> Tamamlanacak Alıştırmalar:
[a] Kayıtlarda "road" dizesinin geçtiği her satırı çıkarıp alt alta yaz.
[b] Aşağıdaki yeme-içme ve mutfak kültürü üzerine yazıyı son cümlesinden sonra sürdür.

> Belge Bölümü:
--*--
Etiketler

Denemeler (12) Diğer (28) Makaleler (18) Şiirler (45)

18 Eylül 2015 Cuma

Doymak ve Doy(a)mamak Üzerine

Abraham Maslow'un yükseköğretim kurumlarında çokça öğretilen "gereksinmeler hiyerarşisi"nin tabanını, içinde yeme-içme başlığının da bulunduğu fizyolojik ihtiyaçlar oluşturur. Hayvanlar kategorisine giren her canlı gibi biz insanlar da yaşamaya devam edebilmek için bir şeyler yemek ve içmek zorundayız.

Kendisini rahmetle andığım Prof. Dr. Uçkun Geray, asistanlığımın ilk yıllarında ağzım açık olarak takip ettiğim konferanslarından birinde şöyle demişti:

"İnsanı diğer hayvanlardan ayıran özelliğin ne olduğu üzerine bir sürü şey söylenmiştir ve söylenmeye de devam edecektir. Ama bence insanı farklı kılan şey, en temel ihtiyacı olan yeme-içmeyi mutfağa, üremeyi de aşka dönüştürmüş olmasıdır."

Hoca'nın mutfak sözcüğü ile kastettiği mutfak kültürüydü aslında. Gerçekten de ister bireysel karşılaştırmalarda olsun isterse toplumsal karşılaştırmalarda, kişinin ya da toplumun yeme-içme alışkanlıkları ve anlayışı, yani mutfak kültürü çok önemli bir ayıraç görevi görmektedir. Uzakdoğuluların, İngilizlerin, Almanların, Türklerin ya da Amerikalıların yeme-içme alışkanlıkları birbirlerinden kıvrımlarla değil köşelerle ayrılır. Benzer şekilde Egelilerin, Karadenizlilerin veya Güneydoğuluların da. Konuya bireysel açıdan yaklaştığımızda ise yaşamak için yiyenlerle yemek için yaşayanlar arasında yüzlerce tür insanla karşılaşabilirsiniz. Bunu et olmadan doymayanlarla hayvansal gıdalara savaş açanlar gibi farklı doğrultularda zenginleştirebiliriz. Sanırım ben yaşamak için yiyenler uç noktasına çok yakın bir konumdayım ve sanırım biraz da bu nedenle yeme-içmeye yahut mutfak kültürüne verilen öneme fazlaca bir anlam veremiyorum; dahası eleştiriyorum.

Elbette diğer hayvanlar gibi yalnızca toplayalım ve avlayalım; bunları da olduğu gibi yiyelim demiyorum. Zaten artık o noktaya istesek de dönülemeyeceği aşikar. Ama bir boğaz yarışıdır almış başını gidiyor; Önceleri Saatli Maarif Takviminde günün yemeği olurdu. Sonra gazetelerde yemek köşeleri ortaya çıktı. Derken Emine Beder'den, Oktay Usta'dan, falanca hanımdan, filanca teyzeden yemek kitapları rafları süslemeye başladı. Bu da yetmedi mutfağa ilişkin dergiler, internet sayfaları ve televizyon programları mantar gibi türedi. Çok şükür ki, artık yalnızca mutfak ve yemek programlarının yayımlandığı televizyon kanalları bile var!
--*--
> Bu Görevin Verileri:

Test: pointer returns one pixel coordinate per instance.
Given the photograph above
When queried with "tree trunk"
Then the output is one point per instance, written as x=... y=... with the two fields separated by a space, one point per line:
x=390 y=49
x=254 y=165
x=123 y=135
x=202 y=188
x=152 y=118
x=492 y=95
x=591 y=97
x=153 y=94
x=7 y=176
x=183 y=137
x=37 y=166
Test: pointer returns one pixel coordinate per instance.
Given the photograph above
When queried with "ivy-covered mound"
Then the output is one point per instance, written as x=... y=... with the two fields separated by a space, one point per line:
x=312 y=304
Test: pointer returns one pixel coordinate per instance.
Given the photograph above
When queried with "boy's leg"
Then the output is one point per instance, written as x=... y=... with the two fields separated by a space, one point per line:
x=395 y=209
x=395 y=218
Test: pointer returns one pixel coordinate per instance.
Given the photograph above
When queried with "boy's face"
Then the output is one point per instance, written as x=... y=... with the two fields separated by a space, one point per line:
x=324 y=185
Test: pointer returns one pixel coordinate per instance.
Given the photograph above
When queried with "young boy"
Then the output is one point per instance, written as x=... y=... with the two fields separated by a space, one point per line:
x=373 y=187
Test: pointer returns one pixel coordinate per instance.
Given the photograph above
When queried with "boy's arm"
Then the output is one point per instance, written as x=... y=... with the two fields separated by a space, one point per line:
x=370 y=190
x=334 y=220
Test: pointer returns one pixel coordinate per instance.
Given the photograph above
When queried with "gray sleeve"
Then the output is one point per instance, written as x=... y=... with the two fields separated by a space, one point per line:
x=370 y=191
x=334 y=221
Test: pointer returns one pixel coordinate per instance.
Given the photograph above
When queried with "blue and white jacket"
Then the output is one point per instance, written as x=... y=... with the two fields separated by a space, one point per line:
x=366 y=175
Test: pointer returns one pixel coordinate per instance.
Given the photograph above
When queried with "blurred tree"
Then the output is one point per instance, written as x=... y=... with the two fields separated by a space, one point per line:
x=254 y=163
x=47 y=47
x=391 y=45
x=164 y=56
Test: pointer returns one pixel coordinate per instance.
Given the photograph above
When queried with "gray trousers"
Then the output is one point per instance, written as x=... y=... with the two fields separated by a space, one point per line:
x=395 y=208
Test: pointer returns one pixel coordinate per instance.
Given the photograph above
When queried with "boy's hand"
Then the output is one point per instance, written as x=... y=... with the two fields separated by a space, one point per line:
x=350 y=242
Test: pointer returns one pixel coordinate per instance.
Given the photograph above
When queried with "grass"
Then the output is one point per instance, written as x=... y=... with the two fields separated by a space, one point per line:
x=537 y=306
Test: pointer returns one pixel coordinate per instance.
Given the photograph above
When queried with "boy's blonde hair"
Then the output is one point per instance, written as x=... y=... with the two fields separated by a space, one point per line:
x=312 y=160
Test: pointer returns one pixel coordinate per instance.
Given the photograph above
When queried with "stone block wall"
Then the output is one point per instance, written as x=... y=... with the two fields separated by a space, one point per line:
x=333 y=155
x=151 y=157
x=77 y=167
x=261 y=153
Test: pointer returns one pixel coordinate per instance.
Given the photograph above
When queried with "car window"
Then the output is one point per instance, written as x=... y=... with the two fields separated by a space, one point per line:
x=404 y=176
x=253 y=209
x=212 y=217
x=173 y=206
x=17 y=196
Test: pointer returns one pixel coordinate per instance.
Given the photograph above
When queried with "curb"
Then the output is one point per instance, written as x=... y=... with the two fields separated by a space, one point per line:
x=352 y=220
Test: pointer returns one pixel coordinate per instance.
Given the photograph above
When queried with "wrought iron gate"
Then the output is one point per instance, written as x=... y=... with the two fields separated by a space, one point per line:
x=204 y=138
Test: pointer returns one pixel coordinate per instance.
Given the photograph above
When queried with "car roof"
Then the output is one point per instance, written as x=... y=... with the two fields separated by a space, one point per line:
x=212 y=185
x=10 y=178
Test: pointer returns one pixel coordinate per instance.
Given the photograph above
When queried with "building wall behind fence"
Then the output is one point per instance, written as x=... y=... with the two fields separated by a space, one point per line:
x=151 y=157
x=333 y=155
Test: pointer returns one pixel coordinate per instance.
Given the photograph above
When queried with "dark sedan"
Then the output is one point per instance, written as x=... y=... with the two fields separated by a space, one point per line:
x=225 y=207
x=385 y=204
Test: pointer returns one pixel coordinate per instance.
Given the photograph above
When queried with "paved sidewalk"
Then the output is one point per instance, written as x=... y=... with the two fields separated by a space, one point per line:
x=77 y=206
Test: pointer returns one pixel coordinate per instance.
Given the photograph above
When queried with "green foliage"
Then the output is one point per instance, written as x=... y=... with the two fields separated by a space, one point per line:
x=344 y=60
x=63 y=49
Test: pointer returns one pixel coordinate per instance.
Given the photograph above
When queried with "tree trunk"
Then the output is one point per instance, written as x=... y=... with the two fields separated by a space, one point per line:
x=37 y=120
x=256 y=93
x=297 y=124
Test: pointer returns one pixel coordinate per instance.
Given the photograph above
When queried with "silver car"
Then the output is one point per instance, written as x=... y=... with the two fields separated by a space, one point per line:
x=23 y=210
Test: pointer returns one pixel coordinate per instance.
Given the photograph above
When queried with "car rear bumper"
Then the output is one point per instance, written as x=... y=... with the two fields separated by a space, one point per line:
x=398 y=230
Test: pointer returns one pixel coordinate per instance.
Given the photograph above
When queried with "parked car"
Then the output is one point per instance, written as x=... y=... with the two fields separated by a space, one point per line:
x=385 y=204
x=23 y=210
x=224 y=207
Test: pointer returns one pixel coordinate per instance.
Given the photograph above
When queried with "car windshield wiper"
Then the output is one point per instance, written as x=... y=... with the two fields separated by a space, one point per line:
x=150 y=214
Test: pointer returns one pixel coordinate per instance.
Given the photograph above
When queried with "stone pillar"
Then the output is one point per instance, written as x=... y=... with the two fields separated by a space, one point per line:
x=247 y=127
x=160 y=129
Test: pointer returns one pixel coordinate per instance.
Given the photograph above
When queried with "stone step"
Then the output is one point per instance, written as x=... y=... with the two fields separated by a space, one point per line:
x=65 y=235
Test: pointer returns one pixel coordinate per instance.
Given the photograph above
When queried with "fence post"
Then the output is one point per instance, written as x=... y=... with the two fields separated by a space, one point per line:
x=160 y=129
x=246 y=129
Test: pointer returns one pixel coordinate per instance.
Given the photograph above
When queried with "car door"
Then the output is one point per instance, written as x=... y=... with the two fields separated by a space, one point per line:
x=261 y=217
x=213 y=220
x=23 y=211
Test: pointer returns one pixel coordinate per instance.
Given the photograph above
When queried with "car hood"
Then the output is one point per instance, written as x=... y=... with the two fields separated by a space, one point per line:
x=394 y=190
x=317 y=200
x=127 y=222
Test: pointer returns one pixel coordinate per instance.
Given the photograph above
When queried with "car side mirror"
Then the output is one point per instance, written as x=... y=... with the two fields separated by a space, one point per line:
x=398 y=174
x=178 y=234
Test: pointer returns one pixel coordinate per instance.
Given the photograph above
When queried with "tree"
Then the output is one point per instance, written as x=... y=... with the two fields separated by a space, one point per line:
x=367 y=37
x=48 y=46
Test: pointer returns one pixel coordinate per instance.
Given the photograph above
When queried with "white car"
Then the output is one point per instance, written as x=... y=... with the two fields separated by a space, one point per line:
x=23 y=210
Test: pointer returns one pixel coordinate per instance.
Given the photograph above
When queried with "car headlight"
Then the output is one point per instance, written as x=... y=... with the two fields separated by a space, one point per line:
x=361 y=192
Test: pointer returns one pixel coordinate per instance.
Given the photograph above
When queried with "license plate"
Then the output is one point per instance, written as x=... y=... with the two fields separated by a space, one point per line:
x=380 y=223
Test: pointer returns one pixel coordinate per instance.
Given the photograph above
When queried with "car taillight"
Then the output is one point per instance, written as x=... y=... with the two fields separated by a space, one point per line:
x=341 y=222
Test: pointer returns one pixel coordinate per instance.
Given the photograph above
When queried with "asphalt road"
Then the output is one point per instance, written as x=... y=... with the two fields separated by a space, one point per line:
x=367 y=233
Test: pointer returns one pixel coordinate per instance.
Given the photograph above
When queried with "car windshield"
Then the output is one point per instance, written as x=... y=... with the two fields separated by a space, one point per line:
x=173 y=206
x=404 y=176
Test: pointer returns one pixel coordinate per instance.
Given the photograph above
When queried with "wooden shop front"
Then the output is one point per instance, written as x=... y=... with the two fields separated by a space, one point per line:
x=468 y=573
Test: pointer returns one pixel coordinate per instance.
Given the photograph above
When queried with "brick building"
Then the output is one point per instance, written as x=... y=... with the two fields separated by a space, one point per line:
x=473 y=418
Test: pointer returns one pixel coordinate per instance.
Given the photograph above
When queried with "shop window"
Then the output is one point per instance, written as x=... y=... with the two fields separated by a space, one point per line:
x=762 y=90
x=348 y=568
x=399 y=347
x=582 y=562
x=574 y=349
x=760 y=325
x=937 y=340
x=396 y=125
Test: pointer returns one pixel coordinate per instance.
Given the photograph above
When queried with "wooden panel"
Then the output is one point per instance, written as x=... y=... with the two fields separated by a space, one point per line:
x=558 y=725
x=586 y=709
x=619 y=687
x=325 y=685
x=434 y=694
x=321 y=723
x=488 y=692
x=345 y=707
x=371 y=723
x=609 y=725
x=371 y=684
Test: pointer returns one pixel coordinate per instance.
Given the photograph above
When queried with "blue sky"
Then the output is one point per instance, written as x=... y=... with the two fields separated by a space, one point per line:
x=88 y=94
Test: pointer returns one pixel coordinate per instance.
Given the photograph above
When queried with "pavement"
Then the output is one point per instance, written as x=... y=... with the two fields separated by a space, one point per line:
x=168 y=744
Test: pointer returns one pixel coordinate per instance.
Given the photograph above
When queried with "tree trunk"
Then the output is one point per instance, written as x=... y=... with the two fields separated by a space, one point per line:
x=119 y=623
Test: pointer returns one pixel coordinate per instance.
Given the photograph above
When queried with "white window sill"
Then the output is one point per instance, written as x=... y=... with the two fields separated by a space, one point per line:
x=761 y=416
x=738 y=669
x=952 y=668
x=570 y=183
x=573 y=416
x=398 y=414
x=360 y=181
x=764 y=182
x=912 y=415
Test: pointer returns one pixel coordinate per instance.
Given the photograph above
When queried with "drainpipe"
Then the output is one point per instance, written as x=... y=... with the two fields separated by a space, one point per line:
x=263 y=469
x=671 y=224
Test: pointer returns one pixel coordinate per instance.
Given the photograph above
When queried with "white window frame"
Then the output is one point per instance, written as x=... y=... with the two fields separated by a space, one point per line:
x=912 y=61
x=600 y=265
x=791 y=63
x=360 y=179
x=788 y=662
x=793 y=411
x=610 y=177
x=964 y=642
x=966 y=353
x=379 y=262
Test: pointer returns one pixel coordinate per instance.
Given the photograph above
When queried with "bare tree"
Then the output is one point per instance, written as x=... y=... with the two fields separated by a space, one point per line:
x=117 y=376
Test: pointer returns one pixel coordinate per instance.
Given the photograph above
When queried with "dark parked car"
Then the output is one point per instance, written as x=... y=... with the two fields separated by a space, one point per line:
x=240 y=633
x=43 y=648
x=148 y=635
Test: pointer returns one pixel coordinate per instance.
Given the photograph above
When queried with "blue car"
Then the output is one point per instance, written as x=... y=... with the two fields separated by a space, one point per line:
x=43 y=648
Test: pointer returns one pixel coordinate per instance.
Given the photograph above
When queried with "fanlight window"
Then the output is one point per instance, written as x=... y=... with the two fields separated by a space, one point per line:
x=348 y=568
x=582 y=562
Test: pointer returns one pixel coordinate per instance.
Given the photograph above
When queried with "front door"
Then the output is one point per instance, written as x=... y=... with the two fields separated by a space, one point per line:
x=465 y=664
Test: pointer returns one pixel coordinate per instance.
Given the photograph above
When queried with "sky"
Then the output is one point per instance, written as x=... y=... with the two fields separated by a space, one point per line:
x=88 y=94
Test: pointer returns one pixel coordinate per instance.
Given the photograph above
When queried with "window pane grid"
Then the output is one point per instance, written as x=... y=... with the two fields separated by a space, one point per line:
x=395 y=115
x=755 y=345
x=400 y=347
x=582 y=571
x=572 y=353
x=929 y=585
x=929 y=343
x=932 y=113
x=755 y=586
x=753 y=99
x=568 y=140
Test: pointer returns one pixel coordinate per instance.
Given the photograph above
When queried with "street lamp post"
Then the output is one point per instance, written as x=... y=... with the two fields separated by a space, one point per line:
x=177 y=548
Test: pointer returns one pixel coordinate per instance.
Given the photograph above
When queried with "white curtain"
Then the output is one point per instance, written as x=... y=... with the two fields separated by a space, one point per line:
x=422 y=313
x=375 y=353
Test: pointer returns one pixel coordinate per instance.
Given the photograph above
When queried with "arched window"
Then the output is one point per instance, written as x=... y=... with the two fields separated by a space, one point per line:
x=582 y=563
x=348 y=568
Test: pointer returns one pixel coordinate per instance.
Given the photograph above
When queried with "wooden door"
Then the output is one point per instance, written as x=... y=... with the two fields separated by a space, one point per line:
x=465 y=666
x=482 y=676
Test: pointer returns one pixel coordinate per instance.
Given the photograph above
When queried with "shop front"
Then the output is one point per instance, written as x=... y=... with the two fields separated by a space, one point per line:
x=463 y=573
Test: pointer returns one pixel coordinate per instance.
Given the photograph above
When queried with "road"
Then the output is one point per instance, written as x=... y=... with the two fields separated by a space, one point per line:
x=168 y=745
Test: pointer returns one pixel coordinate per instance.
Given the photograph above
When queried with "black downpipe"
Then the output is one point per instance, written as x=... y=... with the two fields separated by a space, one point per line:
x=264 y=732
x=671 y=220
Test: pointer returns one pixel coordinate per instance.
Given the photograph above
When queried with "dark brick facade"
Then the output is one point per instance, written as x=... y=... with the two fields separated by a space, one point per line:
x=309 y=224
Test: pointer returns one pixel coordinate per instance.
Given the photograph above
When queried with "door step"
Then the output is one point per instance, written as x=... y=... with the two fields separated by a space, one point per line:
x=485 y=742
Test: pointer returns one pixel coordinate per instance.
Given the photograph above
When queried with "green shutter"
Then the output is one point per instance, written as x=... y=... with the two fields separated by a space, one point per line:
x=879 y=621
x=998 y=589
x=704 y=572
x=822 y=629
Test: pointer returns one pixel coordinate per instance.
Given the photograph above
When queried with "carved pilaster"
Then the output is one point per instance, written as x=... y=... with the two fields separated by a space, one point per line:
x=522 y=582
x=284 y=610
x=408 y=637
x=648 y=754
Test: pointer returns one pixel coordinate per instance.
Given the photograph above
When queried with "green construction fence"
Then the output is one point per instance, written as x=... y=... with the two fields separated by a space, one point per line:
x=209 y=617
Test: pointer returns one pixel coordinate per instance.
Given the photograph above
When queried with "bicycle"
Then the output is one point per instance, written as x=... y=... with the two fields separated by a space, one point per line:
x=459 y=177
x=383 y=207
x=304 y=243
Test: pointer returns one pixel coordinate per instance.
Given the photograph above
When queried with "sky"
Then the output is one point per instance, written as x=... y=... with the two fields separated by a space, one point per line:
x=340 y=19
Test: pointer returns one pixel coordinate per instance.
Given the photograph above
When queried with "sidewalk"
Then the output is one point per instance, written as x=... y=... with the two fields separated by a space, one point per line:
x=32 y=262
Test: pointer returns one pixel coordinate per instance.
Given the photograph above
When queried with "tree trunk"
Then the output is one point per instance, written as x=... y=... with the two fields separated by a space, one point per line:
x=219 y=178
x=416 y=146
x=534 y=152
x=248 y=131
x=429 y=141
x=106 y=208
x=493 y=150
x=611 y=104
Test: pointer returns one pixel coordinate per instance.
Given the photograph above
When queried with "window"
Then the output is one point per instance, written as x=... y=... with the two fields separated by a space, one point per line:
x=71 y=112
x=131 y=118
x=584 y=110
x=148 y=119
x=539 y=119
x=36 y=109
--*--
> Görevlerin Yanıtları:
[a]
When queried with "asphalt road"
When queried with "road"

[b]
Bu yaz gazete sayfalarımızı süsleyen Bordum haberlerinden biri de şuydu: "Sosyetiklerin adresi Türkbükü'ndeki Maça Kızı'nda geçen yıl 50 liraya satılan lahmacun ayran bu yıl 75 lira." Biliyorum bu para yalnızca lahmacun ve ayrana verilmiyor, çoğu tanımı zor bir gösteriş tutkusunun ücreti. Yemek konusunda da durum böyle değil mi peki? Gelin birlikte popüler yemek tarifi sitelerindeki bazı yemek isimlerine bakalım:


  • Sabayon ile gratine edilmiş frambuaz
  • Kanton usulü pilav
  • Muzlu ve kivili pirinç pudingi
  • Ranchido tostadas
  • Karanfilli havuç helvası
  • Pasandida palak
  • Parmesanlı ve domates soslu ev yapımı tortelloni...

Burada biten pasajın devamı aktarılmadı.